Recopiez à l'identique le passage du texte à lire qui commence par « Sur ces entrefaites, arrive » et s'arrête après « la félicité universelles. ».

TEXTE À LIRE:
──────

Sur ces entrefaites, arrive Dartès. Dans cette pièce tous les personnages se donnent rendez-vous là où on s’attendait le moins à les rencontrer. Dartès a appris que Renée était allée trouver Gibert dans son cabinet. Connaissant son histoire contemporaine, il ne doute pas que ce ne soit pour tirer sur ce directeur de journal. Il s’empresse pour retenir le coup prêt à partir. Une discussion s’engage au cours de laquelle Dartès esquisse les grandes lignes de son idéal politique et social. Il ne va pas jusqu’à crier « A bas l’armée ! » ni « A bas la patrie ! » Mais il proclame que l’homme n’a pas le droit de tuer, il maudit la guerre, et il appelle le jour où une grande vague révolutionnaire emportera la société bourgeoise et fera la place nette pour la Cité future, amenant l’avènement de la fraternité et de la félicité universelles.

──────

DONNÉES ENREGISTRÉES:
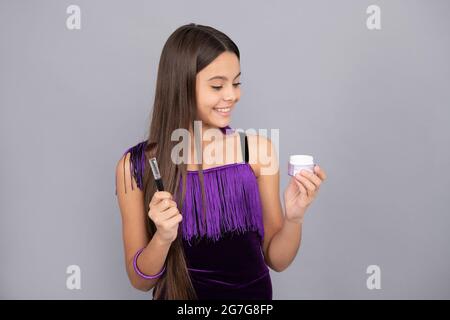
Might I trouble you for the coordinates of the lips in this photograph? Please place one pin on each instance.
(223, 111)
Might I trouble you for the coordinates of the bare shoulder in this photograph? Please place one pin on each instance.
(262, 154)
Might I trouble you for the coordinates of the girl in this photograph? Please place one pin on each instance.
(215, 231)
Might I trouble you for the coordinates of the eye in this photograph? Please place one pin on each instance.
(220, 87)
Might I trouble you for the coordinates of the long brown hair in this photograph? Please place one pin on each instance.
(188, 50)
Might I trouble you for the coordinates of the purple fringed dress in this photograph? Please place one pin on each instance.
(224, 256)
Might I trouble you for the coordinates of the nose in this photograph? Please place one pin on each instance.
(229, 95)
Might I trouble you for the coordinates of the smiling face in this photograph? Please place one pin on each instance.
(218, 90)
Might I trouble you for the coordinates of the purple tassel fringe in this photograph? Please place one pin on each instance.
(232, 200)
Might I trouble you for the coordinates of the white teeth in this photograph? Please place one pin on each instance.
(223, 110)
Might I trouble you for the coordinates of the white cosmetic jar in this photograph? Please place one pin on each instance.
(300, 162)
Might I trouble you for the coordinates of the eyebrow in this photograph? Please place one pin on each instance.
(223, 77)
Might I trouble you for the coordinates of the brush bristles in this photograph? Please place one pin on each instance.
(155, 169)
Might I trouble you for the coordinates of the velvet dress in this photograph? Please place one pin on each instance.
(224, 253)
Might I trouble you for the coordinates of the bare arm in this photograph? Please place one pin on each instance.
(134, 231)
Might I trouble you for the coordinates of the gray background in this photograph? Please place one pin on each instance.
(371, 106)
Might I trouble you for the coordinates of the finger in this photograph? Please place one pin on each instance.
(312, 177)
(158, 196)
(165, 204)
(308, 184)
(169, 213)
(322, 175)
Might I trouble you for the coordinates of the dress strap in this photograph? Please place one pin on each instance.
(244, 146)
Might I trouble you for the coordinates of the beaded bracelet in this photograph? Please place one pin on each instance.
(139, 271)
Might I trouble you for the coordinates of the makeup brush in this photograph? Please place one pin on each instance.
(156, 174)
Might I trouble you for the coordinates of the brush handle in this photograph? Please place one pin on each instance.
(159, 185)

──────

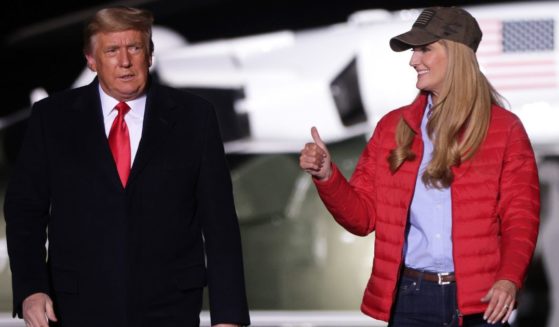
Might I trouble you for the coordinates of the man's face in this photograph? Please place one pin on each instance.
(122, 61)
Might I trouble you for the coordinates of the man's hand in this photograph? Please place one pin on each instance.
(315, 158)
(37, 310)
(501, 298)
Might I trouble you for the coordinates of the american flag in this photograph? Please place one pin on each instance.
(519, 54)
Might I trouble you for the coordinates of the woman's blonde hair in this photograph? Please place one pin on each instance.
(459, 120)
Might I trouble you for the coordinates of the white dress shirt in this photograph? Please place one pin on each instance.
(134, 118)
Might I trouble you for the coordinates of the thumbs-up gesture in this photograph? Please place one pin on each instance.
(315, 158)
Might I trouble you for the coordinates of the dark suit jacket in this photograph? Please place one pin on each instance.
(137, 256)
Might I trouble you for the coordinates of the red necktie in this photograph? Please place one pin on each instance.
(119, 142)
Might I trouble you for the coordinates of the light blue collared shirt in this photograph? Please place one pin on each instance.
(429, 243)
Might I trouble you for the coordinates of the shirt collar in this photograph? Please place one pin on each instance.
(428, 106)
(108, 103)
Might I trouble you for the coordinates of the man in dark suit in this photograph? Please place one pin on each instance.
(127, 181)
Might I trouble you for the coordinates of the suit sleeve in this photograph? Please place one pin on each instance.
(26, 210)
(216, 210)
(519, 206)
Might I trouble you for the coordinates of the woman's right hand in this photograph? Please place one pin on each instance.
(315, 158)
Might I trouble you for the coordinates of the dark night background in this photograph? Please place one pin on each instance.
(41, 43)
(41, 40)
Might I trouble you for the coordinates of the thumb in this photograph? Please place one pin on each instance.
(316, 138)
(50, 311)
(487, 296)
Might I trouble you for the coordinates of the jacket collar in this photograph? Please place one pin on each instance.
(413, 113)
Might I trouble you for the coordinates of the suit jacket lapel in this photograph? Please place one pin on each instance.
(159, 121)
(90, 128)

──────

RÉSULTAT DE L'EXERCICE:
Sur ces entrefaites, arrive Dartès. Dans cette pièce tous les personnages se donnent rendez-vous là où on s’attendait le moins à les rencontrer. Dartès a appris que Renée était allée trouver Gibert dans son cabinet. Connaissant son histoire contemporaine, il ne doute pas que ce ne soit pour tirer sur ce directeur de journal. Il s’empresse pour retenir le coup prêt à partir. Une discussion s’engage au cours de laquelle Dartès esquisse les grandes lignes de son idéal politique et social. Il ne va pas jusqu’à crier « A bas l’armée ! » ni « A bas la patrie ! » Mais il proclame que l’homme n’a pas le droit de tuer, il maudit la guerre, et il appelle le jour où une grande vague révolutionnaire emportera la société bourgeoise et fera la place nette pour la Cité future, amenant l’avènement de la fraternité et de la félicité universelles.